SOAL LATIHAN –
Tolong jawab pertanyaan berikut berdasarkan ulasan di bawah.
1. Genre apa yang disebut cukup jarang dieksplorasi dalam serial ini?
2. Berapa jumlah episode Nightmares and Daydreams?
3. Dari tahun berapa sampai tahun berapa latar waktu serial ini?

TEKS SUMBER –
----------
Review Nightmares and Daydreams, Satire Puitis & Imajinatif Joko Anwar Menyoal Realitas Sosial
14 June 2024 |
17:39 WIB
1
Like
Like
Like
Series Nightmares and Daydreams memampangkan gagasan-gagasan liar Joko Anwar yang kini dinarasikan lewat kisah orang-orang terpinggirkan. serial ini juga mengetengahkan genre yang cukup jarang dieksplorasi, sci-fi supernatural, meski sebenarnya punya potensi besar berkembang di Indonesia.
Nightmares and Daydreams berisi tujuh episode dengan masing-masing memiliki cerita yang berdiri sendiri, tetapi bisa bertalian satu sama lain dengan cara yang mendebarkan. Setiap episodenya menceritakan karakter utama yang mengalami kejadian aneh bin ajaib.
Dalam serial tersebut, latar waktu terjadi pada 1985 hingga 2024. Series ini mencoba merangkum situasi berbeda yang terjadi di Jakarta atau juga Indonesia, dari masa ke masa dengan sudut pandang yang unik.
Joko Anwar dengan terampil menciptakan suasana menegangkan dan penuh teka-teki, yang membuat penonton makin terpikat ke dalam ‘dunia baru’ ala dirinya ini. Setiap selesai menonton episodenya, penonton seolah sedang diajak bermain tebak-tebakan tentang apa yang barusan mereka lihat.
Baca juga: Joko Anwar Suguhkan Realitas Sosial & Fenomena Aneh di Series Nightmares and Daydreams
Sensasi menonton serial ini juga akan membuat beberapa orang terbawa pada ingatan masa kecil mereka. Ada banyak hal yang terasa belum bisa dirasionalkan, dan jadi cerita rakyat yang diceritakan dari generasi ke generasi.
----------
ENTRI DATASET –
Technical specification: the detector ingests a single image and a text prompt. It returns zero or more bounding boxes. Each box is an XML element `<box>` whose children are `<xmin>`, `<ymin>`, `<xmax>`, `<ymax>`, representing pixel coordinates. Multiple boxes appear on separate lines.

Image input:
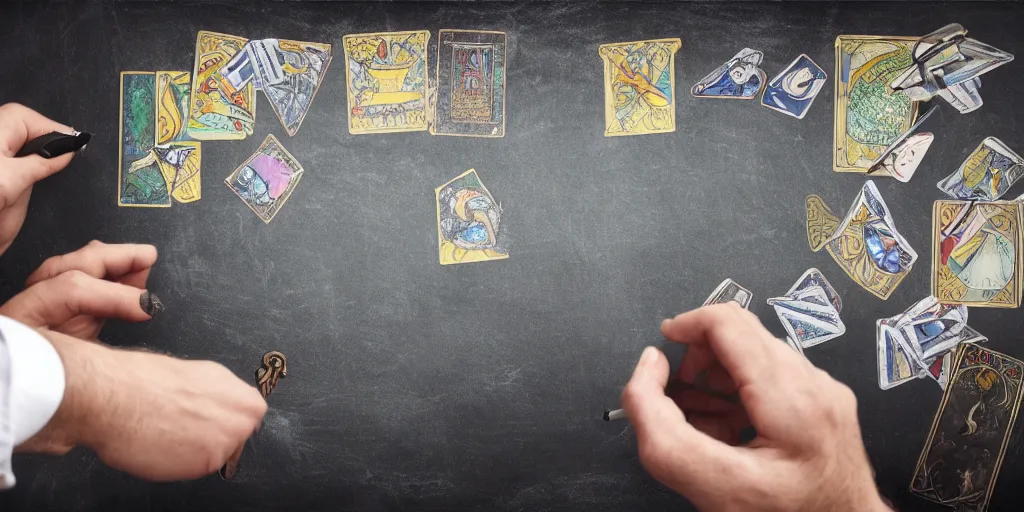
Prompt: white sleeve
<box><xmin>0</xmin><ymin>316</ymin><xmax>65</xmax><ymax>489</ymax></box>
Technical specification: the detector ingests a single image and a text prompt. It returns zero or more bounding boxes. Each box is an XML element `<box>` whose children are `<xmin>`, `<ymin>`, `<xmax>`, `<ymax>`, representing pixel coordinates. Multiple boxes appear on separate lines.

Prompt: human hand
<box><xmin>0</xmin><ymin>103</ymin><xmax>74</xmax><ymax>254</ymax></box>
<box><xmin>0</xmin><ymin>241</ymin><xmax>163</xmax><ymax>341</ymax></box>
<box><xmin>17</xmin><ymin>330</ymin><xmax>266</xmax><ymax>481</ymax></box>
<box><xmin>623</xmin><ymin>302</ymin><xmax>890</xmax><ymax>512</ymax></box>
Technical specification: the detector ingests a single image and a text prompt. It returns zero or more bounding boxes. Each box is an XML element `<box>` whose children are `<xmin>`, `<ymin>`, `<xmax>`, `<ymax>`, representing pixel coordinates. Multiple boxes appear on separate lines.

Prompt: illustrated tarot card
<box><xmin>598</xmin><ymin>39</ymin><xmax>683</xmax><ymax>137</ymax></box>
<box><xmin>262</xmin><ymin>39</ymin><xmax>333</xmax><ymax>135</ymax></box>
<box><xmin>833</xmin><ymin>36</ymin><xmax>918</xmax><ymax>172</ymax></box>
<box><xmin>224</xmin><ymin>135</ymin><xmax>302</xmax><ymax>224</ymax></box>
<box><xmin>118</xmin><ymin>71</ymin><xmax>171</xmax><ymax>207</ymax></box>
<box><xmin>932</xmin><ymin>200</ymin><xmax>1024</xmax><ymax>307</ymax></box>
<box><xmin>430</xmin><ymin>29</ymin><xmax>507</xmax><ymax>137</ymax></box>
<box><xmin>156</xmin><ymin>71</ymin><xmax>191</xmax><ymax>144</ymax></box>
<box><xmin>690</xmin><ymin>48</ymin><xmax>768</xmax><ymax>99</ymax></box>
<box><xmin>874</xmin><ymin>318</ymin><xmax>924</xmax><ymax>390</ymax></box>
<box><xmin>785</xmin><ymin>268</ymin><xmax>843</xmax><ymax>312</ymax></box>
<box><xmin>807</xmin><ymin>180</ymin><xmax>918</xmax><ymax>300</ymax></box>
<box><xmin>187</xmin><ymin>31</ymin><xmax>256</xmax><ymax>140</ymax></box>
<box><xmin>342</xmin><ymin>31</ymin><xmax>430</xmax><ymax>134</ymax></box>
<box><xmin>768</xmin><ymin>286</ymin><xmax>846</xmax><ymax>348</ymax></box>
<box><xmin>867</xmin><ymin>109</ymin><xmax>938</xmax><ymax>183</ymax></box>
<box><xmin>701</xmin><ymin>279</ymin><xmax>754</xmax><ymax>309</ymax></box>
<box><xmin>910</xmin><ymin>345</ymin><xmax>1024</xmax><ymax>511</ymax></box>
<box><xmin>761</xmin><ymin>54</ymin><xmax>828</xmax><ymax>119</ymax></box>
<box><xmin>434</xmin><ymin>169</ymin><xmax>509</xmax><ymax>265</ymax></box>
<box><xmin>939</xmin><ymin>137</ymin><xmax>1024</xmax><ymax>201</ymax></box>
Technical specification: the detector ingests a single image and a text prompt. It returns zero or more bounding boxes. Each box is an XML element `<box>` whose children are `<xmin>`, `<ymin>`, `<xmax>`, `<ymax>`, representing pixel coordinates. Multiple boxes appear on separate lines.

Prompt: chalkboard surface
<box><xmin>0</xmin><ymin>3</ymin><xmax>1024</xmax><ymax>512</ymax></box>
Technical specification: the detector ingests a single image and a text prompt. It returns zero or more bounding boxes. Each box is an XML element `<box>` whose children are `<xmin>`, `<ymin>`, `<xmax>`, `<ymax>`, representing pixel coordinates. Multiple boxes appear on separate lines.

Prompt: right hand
<box><xmin>623</xmin><ymin>302</ymin><xmax>890</xmax><ymax>511</ymax></box>
<box><xmin>17</xmin><ymin>330</ymin><xmax>266</xmax><ymax>481</ymax></box>
<box><xmin>0</xmin><ymin>103</ymin><xmax>75</xmax><ymax>254</ymax></box>
<box><xmin>0</xmin><ymin>241</ymin><xmax>159</xmax><ymax>341</ymax></box>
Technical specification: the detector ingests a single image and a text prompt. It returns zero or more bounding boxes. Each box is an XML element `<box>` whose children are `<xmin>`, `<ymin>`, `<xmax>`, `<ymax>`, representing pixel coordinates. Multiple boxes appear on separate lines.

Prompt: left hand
<box><xmin>0</xmin><ymin>242</ymin><xmax>159</xmax><ymax>341</ymax></box>
<box><xmin>0</xmin><ymin>103</ymin><xmax>75</xmax><ymax>254</ymax></box>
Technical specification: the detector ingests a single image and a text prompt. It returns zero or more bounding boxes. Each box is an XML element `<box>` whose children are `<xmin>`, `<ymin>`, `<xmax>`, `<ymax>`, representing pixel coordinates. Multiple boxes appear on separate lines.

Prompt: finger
<box><xmin>26</xmin><ymin>241</ymin><xmax>157</xmax><ymax>288</ymax></box>
<box><xmin>662</xmin><ymin>302</ymin><xmax>785</xmax><ymax>387</ymax></box>
<box><xmin>2</xmin><ymin>270</ymin><xmax>151</xmax><ymax>328</ymax></box>
<box><xmin>0</xmin><ymin>103</ymin><xmax>75</xmax><ymax>161</ymax></box>
<box><xmin>686</xmin><ymin>412</ymin><xmax>749</xmax><ymax>445</ymax></box>
<box><xmin>0</xmin><ymin>153</ymin><xmax>75</xmax><ymax>198</ymax></box>
<box><xmin>672</xmin><ymin>389</ymin><xmax>742</xmax><ymax>418</ymax></box>
<box><xmin>623</xmin><ymin>347</ymin><xmax>735</xmax><ymax>492</ymax></box>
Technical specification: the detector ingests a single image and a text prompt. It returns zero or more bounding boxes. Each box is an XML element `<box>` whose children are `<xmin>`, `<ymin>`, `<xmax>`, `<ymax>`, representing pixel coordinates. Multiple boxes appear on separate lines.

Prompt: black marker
<box><xmin>14</xmin><ymin>131</ymin><xmax>92</xmax><ymax>159</ymax></box>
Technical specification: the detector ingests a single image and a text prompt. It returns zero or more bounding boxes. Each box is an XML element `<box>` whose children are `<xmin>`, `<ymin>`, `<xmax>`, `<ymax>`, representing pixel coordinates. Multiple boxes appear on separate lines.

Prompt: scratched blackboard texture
<box><xmin>0</xmin><ymin>2</ymin><xmax>1024</xmax><ymax>512</ymax></box>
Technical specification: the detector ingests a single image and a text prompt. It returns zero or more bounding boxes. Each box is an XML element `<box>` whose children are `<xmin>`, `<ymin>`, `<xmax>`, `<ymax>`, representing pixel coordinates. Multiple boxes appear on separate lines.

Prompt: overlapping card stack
<box><xmin>768</xmin><ymin>268</ymin><xmax>846</xmax><ymax>353</ymax></box>
<box><xmin>874</xmin><ymin>296</ymin><xmax>987</xmax><ymax>389</ymax></box>
<box><xmin>807</xmin><ymin>180</ymin><xmax>918</xmax><ymax>299</ymax></box>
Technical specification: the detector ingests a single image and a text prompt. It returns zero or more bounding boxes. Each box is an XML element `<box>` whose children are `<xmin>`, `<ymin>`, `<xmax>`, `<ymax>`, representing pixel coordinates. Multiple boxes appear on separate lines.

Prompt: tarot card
<box><xmin>261</xmin><ymin>39</ymin><xmax>332</xmax><ymax>135</ymax></box>
<box><xmin>867</xmin><ymin>109</ymin><xmax>936</xmax><ymax>183</ymax></box>
<box><xmin>874</xmin><ymin>318</ymin><xmax>924</xmax><ymax>390</ymax></box>
<box><xmin>910</xmin><ymin>345</ymin><xmax>1024</xmax><ymax>511</ymax></box>
<box><xmin>690</xmin><ymin>48</ymin><xmax>768</xmax><ymax>99</ymax></box>
<box><xmin>598</xmin><ymin>39</ymin><xmax>683</xmax><ymax>137</ymax></box>
<box><xmin>928</xmin><ymin>351</ymin><xmax>956</xmax><ymax>391</ymax></box>
<box><xmin>156</xmin><ymin>71</ymin><xmax>191</xmax><ymax>144</ymax></box>
<box><xmin>939</xmin><ymin>137</ymin><xmax>1024</xmax><ymax>201</ymax></box>
<box><xmin>785</xmin><ymin>268</ymin><xmax>843</xmax><ymax>312</ymax></box>
<box><xmin>224</xmin><ymin>135</ymin><xmax>302</xmax><ymax>224</ymax></box>
<box><xmin>889</xmin><ymin>24</ymin><xmax>1014</xmax><ymax>114</ymax></box>
<box><xmin>768</xmin><ymin>286</ymin><xmax>846</xmax><ymax>348</ymax></box>
<box><xmin>806</xmin><ymin>194</ymin><xmax>839</xmax><ymax>252</ymax></box>
<box><xmin>701</xmin><ymin>279</ymin><xmax>754</xmax><ymax>309</ymax></box>
<box><xmin>932</xmin><ymin>200</ymin><xmax>1024</xmax><ymax>307</ymax></box>
<box><xmin>889</xmin><ymin>296</ymin><xmax>984</xmax><ymax>367</ymax></box>
<box><xmin>187</xmin><ymin>31</ymin><xmax>256</xmax><ymax>140</ymax></box>
<box><xmin>342</xmin><ymin>31</ymin><xmax>430</xmax><ymax>134</ymax></box>
<box><xmin>434</xmin><ymin>169</ymin><xmax>509</xmax><ymax>265</ymax></box>
<box><xmin>833</xmin><ymin>36</ymin><xmax>918</xmax><ymax>172</ymax></box>
<box><xmin>807</xmin><ymin>180</ymin><xmax>918</xmax><ymax>299</ymax></box>
<box><xmin>128</xmin><ymin>142</ymin><xmax>203</xmax><ymax>203</ymax></box>
<box><xmin>761</xmin><ymin>54</ymin><xmax>828</xmax><ymax>119</ymax></box>
<box><xmin>782</xmin><ymin>336</ymin><xmax>804</xmax><ymax>355</ymax></box>
<box><xmin>430</xmin><ymin>29</ymin><xmax>507</xmax><ymax>137</ymax></box>
<box><xmin>118</xmin><ymin>71</ymin><xmax>171</xmax><ymax>207</ymax></box>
----------
JAWABAN SOAL –
1. Sci-fi supernatural.
2. Tujuh episode.
3. Dari 1985 hingga 2024.